Challenge => Copy out, character for character, the rows between the line holding "# vecmask outlines the target in a photograph" and the final line of the rows below, inclusive.

Provided data =>

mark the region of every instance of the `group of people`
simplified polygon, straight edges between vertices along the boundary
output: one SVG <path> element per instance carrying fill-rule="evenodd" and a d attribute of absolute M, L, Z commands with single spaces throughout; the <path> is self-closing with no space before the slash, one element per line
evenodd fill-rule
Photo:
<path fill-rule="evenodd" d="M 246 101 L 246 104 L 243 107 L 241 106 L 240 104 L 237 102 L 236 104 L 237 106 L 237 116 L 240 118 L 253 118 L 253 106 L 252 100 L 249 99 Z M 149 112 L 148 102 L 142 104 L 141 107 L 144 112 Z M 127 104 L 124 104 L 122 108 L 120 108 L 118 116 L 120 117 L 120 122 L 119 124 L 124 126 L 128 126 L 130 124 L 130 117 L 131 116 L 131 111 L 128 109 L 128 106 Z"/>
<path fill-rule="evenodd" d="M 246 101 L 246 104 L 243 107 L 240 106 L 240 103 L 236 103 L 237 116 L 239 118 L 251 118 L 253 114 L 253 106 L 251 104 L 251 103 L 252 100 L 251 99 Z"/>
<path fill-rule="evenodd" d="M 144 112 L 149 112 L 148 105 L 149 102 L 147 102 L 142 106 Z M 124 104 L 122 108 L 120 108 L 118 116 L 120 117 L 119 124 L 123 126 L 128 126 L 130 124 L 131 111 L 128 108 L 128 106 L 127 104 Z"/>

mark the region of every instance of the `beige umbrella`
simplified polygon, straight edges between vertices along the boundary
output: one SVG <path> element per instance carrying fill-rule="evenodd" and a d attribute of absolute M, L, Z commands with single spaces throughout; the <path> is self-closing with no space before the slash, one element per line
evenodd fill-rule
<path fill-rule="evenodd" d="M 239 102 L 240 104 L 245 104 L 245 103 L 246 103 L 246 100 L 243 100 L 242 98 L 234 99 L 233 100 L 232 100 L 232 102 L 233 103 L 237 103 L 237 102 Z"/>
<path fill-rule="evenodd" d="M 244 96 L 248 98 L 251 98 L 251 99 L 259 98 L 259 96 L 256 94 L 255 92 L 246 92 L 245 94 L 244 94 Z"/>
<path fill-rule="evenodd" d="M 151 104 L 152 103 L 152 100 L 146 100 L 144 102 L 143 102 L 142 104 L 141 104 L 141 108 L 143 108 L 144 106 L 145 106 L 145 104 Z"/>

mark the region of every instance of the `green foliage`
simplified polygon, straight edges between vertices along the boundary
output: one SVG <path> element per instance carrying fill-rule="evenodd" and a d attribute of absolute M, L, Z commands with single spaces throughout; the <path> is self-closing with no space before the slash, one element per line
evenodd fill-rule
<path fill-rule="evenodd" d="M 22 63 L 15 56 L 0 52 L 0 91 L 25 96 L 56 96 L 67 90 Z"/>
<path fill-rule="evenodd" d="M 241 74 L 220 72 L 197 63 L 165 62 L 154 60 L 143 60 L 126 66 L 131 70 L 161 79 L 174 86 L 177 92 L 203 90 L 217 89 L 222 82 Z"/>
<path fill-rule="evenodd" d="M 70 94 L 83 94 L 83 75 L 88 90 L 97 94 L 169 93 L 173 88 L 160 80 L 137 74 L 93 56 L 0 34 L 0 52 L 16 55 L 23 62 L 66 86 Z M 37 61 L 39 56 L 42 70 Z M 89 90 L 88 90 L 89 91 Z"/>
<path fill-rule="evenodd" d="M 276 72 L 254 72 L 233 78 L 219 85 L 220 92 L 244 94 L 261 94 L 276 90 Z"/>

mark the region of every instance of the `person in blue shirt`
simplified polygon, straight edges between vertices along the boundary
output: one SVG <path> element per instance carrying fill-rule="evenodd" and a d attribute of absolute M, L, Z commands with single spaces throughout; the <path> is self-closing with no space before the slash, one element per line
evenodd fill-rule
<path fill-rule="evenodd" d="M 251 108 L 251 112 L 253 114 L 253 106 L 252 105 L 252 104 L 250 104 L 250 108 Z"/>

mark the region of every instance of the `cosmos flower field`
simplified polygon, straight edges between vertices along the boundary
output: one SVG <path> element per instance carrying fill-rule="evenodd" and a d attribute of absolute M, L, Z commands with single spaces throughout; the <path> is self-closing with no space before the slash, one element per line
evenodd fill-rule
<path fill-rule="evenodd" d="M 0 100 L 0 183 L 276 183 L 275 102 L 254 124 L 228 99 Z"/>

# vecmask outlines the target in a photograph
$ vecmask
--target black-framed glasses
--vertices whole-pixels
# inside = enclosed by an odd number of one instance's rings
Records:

Problem solution =>
# vecmask outlines the target in a photograph
$ vecmask
--target black-framed glasses
--vertices whole-pixels
# inside = enclosed by an odd number of one instance's rings
Records:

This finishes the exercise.